> [OBJECTIVE A]:
Answer these questions about the discussion thread on state atheism:
(i) Which web page does jonasj say they read without being able to identify the country?
(ii) According to Cyberax, what did the USSR proclaim in all of its Constitutions?
(iii) JamesErik says the claim "[t]here should be no religion in public schools" fails to distinguish between which two things?
**** SELECTED PASSAGE
Posted Jun 17, 2012 6:32 UTC (Sun) by jonasj (guest, #44344) [Link]

There is exactly one example of officially atheistic country in the history. And it's not the USSR which was officially secular with freedom of religion. Try to guess that country?
I've read http://en.wikipedia.org/wiki/State_atheism and I still can't figure out which country you are referring to.

Officially atheistic country

Posted Jun 17, 2012 11:30 UTC (Sun) by Cyberax (✭ supporter ✭, #52523) [Link]

http://en.wikipedia.org/wiki/State_atheism#People.27s_Soc... - that's technically the only country where atheism was the state religion officially (Cambodia during Khmer Rouge might be another example, but it's a bit hard to tell).

Even the USSR proclaimed freedom of religion in all of its Constitutions (there were several of them).

Queen and Popess (or "Mome"?)

Posted Jun 18, 2012 20:49 UTC (Mon) by JamesErik (subscriber, #17417) [Link]

Cyberax, it strikes me that you decry "written or unwritten" requirements for faith but then counter with arguments about "officially atheistic" countries. I think it'd be fairer to apply our arguments uniformly, so I'll stick with "unofficial" or "unwritten".

I posit that in public schools, banishment of religious attire is as much a regression of modernity (or nearly so) as sponsored prayer, though the former is done (falsely, IMO) in the name of modernity. Claiming "[t]here should be no religion in public schools" does not sufficiently distinguish between an individual's expression of faith and a state expression of faith.
********
**** MATERIAL FOR THIS TASK
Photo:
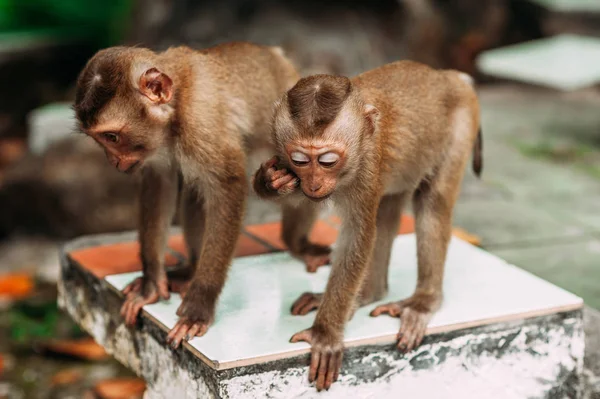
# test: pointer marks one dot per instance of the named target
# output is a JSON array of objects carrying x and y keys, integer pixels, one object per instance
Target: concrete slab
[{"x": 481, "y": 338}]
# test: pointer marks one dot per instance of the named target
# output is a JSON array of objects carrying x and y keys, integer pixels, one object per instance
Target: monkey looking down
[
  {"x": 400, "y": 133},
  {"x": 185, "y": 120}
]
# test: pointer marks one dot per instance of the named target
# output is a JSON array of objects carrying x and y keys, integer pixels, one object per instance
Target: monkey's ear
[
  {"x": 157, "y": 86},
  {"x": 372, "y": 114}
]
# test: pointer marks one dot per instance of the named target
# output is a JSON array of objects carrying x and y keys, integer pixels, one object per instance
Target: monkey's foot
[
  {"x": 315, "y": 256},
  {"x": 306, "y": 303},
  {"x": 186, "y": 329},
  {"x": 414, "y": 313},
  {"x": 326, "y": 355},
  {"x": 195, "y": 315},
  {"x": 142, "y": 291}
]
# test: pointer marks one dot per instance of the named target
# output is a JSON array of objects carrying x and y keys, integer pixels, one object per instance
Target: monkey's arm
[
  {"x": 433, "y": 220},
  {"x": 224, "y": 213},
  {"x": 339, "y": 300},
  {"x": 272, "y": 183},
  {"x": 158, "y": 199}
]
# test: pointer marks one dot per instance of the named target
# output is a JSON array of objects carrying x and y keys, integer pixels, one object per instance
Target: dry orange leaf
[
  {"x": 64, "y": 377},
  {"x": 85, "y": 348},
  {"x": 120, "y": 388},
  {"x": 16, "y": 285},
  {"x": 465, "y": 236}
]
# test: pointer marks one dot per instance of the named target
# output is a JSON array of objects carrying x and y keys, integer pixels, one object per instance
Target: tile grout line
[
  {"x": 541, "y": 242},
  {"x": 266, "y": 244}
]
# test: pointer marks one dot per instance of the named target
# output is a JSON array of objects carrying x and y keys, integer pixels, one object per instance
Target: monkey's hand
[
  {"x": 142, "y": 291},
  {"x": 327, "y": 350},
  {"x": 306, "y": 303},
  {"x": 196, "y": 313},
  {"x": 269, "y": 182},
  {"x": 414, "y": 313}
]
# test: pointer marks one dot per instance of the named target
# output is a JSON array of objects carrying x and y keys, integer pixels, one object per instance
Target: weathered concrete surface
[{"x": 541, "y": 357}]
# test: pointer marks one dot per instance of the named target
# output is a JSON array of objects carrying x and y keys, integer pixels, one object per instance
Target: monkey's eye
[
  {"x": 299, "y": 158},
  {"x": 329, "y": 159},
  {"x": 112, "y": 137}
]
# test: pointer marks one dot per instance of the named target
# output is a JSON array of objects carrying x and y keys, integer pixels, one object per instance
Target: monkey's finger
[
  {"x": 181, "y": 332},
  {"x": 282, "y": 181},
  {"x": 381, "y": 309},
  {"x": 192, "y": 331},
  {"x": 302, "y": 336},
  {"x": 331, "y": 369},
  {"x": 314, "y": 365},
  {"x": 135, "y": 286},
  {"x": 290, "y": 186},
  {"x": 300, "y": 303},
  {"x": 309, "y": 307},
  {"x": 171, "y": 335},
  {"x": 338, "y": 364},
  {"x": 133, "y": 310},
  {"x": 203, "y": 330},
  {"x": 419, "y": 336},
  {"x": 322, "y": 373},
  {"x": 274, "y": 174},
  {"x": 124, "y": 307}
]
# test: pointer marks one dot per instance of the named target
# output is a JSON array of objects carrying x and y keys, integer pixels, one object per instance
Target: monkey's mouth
********
> [OBJECTIVE B]: State how many lines of the entries contain the string "monkey". Give only the number.

> [PROBLEM SOLUTION A]:
(i) http://en.wikipedia.org/wiki/State_atheism
(ii) Freedom of religion
(iii) An individual's expression of faith and a state expression of faith

> [PROBLEM SOLUTION B]: 8